▸ **What is asked**
Turn every line of the material below into a JSON list of strings, with one string per line and no blank lines.

>> BEGIN Provided records

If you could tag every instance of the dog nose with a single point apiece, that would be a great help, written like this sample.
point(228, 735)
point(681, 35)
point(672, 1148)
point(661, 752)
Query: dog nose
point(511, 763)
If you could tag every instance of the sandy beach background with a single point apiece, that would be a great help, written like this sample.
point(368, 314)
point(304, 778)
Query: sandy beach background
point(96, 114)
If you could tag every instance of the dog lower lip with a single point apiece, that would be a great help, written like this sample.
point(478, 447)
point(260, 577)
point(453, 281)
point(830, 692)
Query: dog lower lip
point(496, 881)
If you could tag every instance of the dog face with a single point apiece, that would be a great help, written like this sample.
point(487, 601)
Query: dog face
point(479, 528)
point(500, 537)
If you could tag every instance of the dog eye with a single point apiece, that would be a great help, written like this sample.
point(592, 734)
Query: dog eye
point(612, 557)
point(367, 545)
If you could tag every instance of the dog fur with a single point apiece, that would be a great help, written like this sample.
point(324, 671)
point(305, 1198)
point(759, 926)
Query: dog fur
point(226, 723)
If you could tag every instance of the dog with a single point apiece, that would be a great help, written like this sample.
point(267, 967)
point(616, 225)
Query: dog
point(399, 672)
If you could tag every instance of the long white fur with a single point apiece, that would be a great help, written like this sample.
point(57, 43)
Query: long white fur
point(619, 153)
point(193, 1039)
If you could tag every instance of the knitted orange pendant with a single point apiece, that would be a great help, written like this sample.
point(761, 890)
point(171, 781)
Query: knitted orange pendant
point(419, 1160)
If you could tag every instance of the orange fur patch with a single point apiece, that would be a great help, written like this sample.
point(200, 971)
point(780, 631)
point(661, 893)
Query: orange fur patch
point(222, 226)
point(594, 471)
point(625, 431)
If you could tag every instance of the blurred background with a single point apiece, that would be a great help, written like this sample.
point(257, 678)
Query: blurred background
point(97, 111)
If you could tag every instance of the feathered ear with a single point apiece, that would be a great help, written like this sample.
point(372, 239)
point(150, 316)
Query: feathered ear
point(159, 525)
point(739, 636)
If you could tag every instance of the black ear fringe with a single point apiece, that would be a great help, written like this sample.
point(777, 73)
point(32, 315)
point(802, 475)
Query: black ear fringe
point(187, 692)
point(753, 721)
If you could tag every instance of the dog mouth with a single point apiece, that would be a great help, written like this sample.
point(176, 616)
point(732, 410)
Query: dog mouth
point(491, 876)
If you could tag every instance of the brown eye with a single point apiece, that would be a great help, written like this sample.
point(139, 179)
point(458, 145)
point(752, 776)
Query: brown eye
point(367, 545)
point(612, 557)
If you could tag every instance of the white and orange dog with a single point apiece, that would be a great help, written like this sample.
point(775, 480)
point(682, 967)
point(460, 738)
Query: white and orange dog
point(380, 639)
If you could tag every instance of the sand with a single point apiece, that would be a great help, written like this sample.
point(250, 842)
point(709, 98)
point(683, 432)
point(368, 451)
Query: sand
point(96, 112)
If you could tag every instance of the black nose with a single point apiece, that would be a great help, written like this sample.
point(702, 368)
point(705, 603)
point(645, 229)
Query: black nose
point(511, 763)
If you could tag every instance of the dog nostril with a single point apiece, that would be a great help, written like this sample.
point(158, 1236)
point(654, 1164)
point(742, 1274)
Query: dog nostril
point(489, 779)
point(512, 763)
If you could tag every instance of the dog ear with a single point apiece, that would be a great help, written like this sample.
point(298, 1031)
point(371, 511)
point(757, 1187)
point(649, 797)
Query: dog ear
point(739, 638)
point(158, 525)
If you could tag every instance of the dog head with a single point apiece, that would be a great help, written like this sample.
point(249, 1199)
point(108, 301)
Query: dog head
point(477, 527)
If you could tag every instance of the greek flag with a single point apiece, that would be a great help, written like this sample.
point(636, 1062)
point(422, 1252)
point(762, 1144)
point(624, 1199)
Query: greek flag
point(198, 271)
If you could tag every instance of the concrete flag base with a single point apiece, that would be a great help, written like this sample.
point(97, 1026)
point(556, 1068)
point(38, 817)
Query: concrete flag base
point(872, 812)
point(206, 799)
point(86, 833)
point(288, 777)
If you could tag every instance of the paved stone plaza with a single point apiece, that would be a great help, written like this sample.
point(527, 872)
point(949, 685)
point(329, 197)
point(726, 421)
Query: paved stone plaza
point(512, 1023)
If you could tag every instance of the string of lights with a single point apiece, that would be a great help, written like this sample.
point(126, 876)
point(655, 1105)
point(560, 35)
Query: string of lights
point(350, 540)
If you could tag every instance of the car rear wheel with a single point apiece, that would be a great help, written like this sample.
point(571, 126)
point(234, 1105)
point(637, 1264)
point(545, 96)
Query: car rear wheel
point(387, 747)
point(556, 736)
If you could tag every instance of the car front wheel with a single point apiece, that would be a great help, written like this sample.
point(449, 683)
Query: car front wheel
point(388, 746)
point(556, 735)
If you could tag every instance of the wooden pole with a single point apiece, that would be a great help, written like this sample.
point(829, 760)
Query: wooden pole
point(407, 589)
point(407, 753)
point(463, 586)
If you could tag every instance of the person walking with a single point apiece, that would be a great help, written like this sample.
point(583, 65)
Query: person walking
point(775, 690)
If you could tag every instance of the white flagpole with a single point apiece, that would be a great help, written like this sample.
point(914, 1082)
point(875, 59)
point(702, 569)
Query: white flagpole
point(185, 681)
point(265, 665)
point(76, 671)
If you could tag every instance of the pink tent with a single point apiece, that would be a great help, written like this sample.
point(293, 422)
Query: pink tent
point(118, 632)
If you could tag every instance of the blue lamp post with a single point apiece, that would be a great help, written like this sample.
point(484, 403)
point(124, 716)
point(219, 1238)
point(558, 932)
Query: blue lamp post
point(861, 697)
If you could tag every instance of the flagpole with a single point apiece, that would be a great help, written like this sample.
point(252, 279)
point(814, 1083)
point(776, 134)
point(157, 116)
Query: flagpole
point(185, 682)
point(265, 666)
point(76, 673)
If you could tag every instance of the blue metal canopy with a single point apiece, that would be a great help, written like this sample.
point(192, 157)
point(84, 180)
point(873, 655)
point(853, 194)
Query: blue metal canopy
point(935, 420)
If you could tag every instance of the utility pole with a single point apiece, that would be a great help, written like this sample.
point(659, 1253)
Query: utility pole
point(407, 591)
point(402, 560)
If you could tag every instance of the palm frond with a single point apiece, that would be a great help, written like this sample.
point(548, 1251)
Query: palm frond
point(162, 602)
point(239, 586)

>> END Provided records

▸ **Task response**
[
  "If you could tag every instance of the dog nose with a single point apiece, that would be a great help, written like this sample.",
  "point(228, 735)",
  "point(681, 35)",
  "point(672, 1148)",
  "point(661, 752)",
  "Query: dog nose",
  "point(511, 763)",
  "If you could tag every instance of the sandy beach background with a single point apiece, that would be a great help, written like this sample.",
  "point(368, 314)",
  "point(304, 778)",
  "Query: sandy beach background",
  "point(96, 114)",
  "If you could tag every instance of the dog lower lip with a single point apiece, that would be a great help, written like this sample.",
  "point(478, 447)",
  "point(260, 577)",
  "point(453, 281)",
  "point(830, 692)",
  "Query: dog lower lip",
  "point(496, 881)",
  "If you could tag every instance of the dog face with a single point apiece, that would be a great help, written like this sample.",
  "point(487, 601)",
  "Query: dog face",
  "point(479, 528)",
  "point(500, 537)",
  "If you could tag every instance of the dog eye with a single point apiece, that would be a great help, written like this sample.",
  "point(592, 734)",
  "Query: dog eye",
  "point(612, 557)",
  "point(367, 545)",
  "If you could tag every instance of the dog fur with a single point apiece, that would be a great help, written like this sample.",
  "point(324, 671)",
  "point(305, 1198)",
  "point(759, 926)",
  "Query: dog fur",
  "point(226, 723)",
  "If you could tag every instance of the dog with a single point apiece, that would be a great help, written like this sample.",
  "point(267, 967)",
  "point(616, 225)",
  "Query: dog",
  "point(399, 672)",
  "If you could tag every instance of the long white fur with a single point apiece, that would be a great help, written like this sample.",
  "point(57, 43)",
  "Query: long white fur",
  "point(619, 153)",
  "point(193, 1039)",
  "If you could tag every instance of the knitted orange pendant with a single point apiece, that would be a great help, written like this sample.",
  "point(761, 890)",
  "point(171, 781)",
  "Query: knitted orange pendant",
  "point(419, 1160)",
  "If you could tag every instance of the orange fur patch with a single point apiece, that would be a great help, written like this sample.",
  "point(200, 971)",
  "point(780, 631)",
  "point(661, 893)",
  "Query: orange fur patch",
  "point(222, 226)",
  "point(594, 471)",
  "point(625, 431)",
  "If you could tag every instance of the blurred background with a single point apiece, that would be a great help, written like this sample.",
  "point(257, 678)",
  "Query: blurred background",
  "point(97, 111)",
  "If you could tag every instance of the feathered ear with a single point apiece, that would be a great help, written like this sample.",
  "point(372, 239)",
  "point(150, 316)",
  "Query: feathered ear",
  "point(159, 525)",
  "point(739, 636)",
  "If you could tag every instance of the black ear fringe with a single point apiece, that would be a great help, written like this sample.",
  "point(777, 73)",
  "point(32, 315)",
  "point(802, 475)",
  "Query: black ear fringe",
  "point(187, 692)",
  "point(753, 721)",
  "If you could tag every instance of the dog mouth with a single point apiece, that would be a great help, written like this sample.",
  "point(176, 616)",
  "point(732, 410)",
  "Query: dog mouth",
  "point(491, 876)",
  "If you could tag every instance of the brown eye with a single point apiece, that would be a great help, written like this sample.",
  "point(139, 179)",
  "point(458, 145)",
  "point(752, 776)",
  "Query: brown eye",
  "point(367, 545)",
  "point(612, 557)",
  "If you could tag every instance of the white and orange dog with a single point apiece, that would be a great help, written like this sample.",
  "point(775, 480)",
  "point(682, 967)",
  "point(460, 738)",
  "Query: white and orange dog",
  "point(380, 639)",
  "If you could tag every instance of the sand with a single point apiece, that would be a great help, written like this sample.",
  "point(250, 842)",
  "point(709, 98)",
  "point(683, 432)",
  "point(368, 451)",
  "Query: sand",
  "point(96, 112)",
  "If you could tag every instance of the black nose with a single point apiece, that would be a great help, written like this sample.",
  "point(702, 368)",
  "point(705, 603)",
  "point(645, 229)",
  "Query: black nose",
  "point(511, 763)",
  "If you could tag every instance of the dog nostril with a single point apiece, that would be a great help, written like this sample.",
  "point(158, 1236)",
  "point(654, 1164)",
  "point(742, 1274)",
  "Query: dog nostril",
  "point(489, 779)",
  "point(512, 763)",
  "If you could tag every instance of the dog ear with a single point apiece, that would be a great help, written like this sample.",
  "point(298, 1031)",
  "point(371, 511)",
  "point(757, 1187)",
  "point(649, 797)",
  "Query: dog ear",
  "point(739, 638)",
  "point(158, 525)",
  "If you could tag every instance of the dog head with a single point apiece, that would be a great help, written like this sample.",
  "point(249, 1199)",
  "point(108, 301)",
  "Query: dog head",
  "point(477, 527)",
  "If you could tag every instance of the greek flag with a single point apiece, that would be a great help, written like this sample.",
  "point(636, 1062)",
  "point(422, 1252)",
  "point(762, 1144)",
  "point(624, 1199)",
  "Query: greek flag",
  "point(198, 271)",
  "If you could tag every instance of the concrete flag base with a single point apiece, that would be a great help, written like this sample.",
  "point(97, 1026)",
  "point(556, 1068)",
  "point(38, 817)",
  "Query: concrete flag base",
  "point(872, 812)",
  "point(206, 799)",
  "point(86, 833)",
  "point(288, 777)",
  "If you could tag every instance of the paved stone plaza with a single point apiece, that would be a great help, written like this sample.",
  "point(527, 872)",
  "point(949, 685)",
  "point(329, 197)",
  "point(726, 421)",
  "Query: paved stone plaza",
  "point(512, 1023)",
  "If you could tag every instance of the string of lights with a single point apiece, that would be a great help, written like this sample.",
  "point(126, 876)",
  "point(655, 1105)",
  "point(560, 35)",
  "Query: string of lights",
  "point(350, 540)",
  "If you could tag every instance of the car rear wheel with a single point apiece, that would be a great help, written like this sample.",
  "point(571, 126)",
  "point(234, 1105)",
  "point(637, 1264)",
  "point(545, 96)",
  "Query: car rear wheel",
  "point(387, 747)",
  "point(556, 736)",
  "If you could tag every instance of the car front wheel with a single point apiece, that would be a great help, written like this sample.",
  "point(449, 683)",
  "Query: car front wheel",
  "point(388, 746)",
  "point(556, 735)",
  "If you could tag every instance of the wooden pole with a single point apiece, that would be a great help, written like this sample.",
  "point(829, 760)",
  "Query: wooden pole",
  "point(407, 589)",
  "point(407, 753)",
  "point(463, 586)",
  "If you could tag every instance of the person walking with a single point apiece, that would be a great help, written like this sample.",
  "point(583, 65)",
  "Query: person walking",
  "point(775, 690)",
  "If you could tag every instance of the white flagpole with a single point apiece, that would be a great help, written like this sample.",
  "point(914, 1082)",
  "point(875, 59)",
  "point(702, 569)",
  "Query: white flagpole",
  "point(185, 681)",
  "point(265, 665)",
  "point(76, 671)",
  "If you could tag every instance of the pink tent with a single point apiece, that would be a great help, written like this sample.",
  "point(293, 422)",
  "Query: pink tent",
  "point(118, 632)",
  "If you could tag every instance of the blue lamp post with a single point apiece, that would be a great help, written like this sample.",
  "point(484, 403)",
  "point(124, 716)",
  "point(219, 1238)",
  "point(558, 932)",
  "Query: blue lamp post",
  "point(861, 697)",
  "If you could tag every instance of the flagpole with a single point apiece, that would be a great help, written like this sample.",
  "point(252, 279)",
  "point(814, 1083)",
  "point(776, 134)",
  "point(157, 116)",
  "Query: flagpole",
  "point(185, 682)",
  "point(265, 666)",
  "point(76, 673)",
  "If you could tag every instance of the blue metal canopy with a single point apiece, that would be a great help, written like this sample.",
  "point(192, 157)",
  "point(84, 180)",
  "point(873, 655)",
  "point(853, 194)",
  "Query: blue metal canopy",
  "point(935, 420)",
  "If you could tag every instance of the utility pole with a single point apiece, that would be a great help, written like this sample.",
  "point(659, 1253)",
  "Query: utility pole",
  "point(407, 591)",
  "point(402, 560)",
  "If you could tag every instance of the palm frond with a single point apiece, that would be a great help, written like this sample.",
  "point(548, 1251)",
  "Query: palm frond",
  "point(162, 602)",
  "point(239, 586)"
]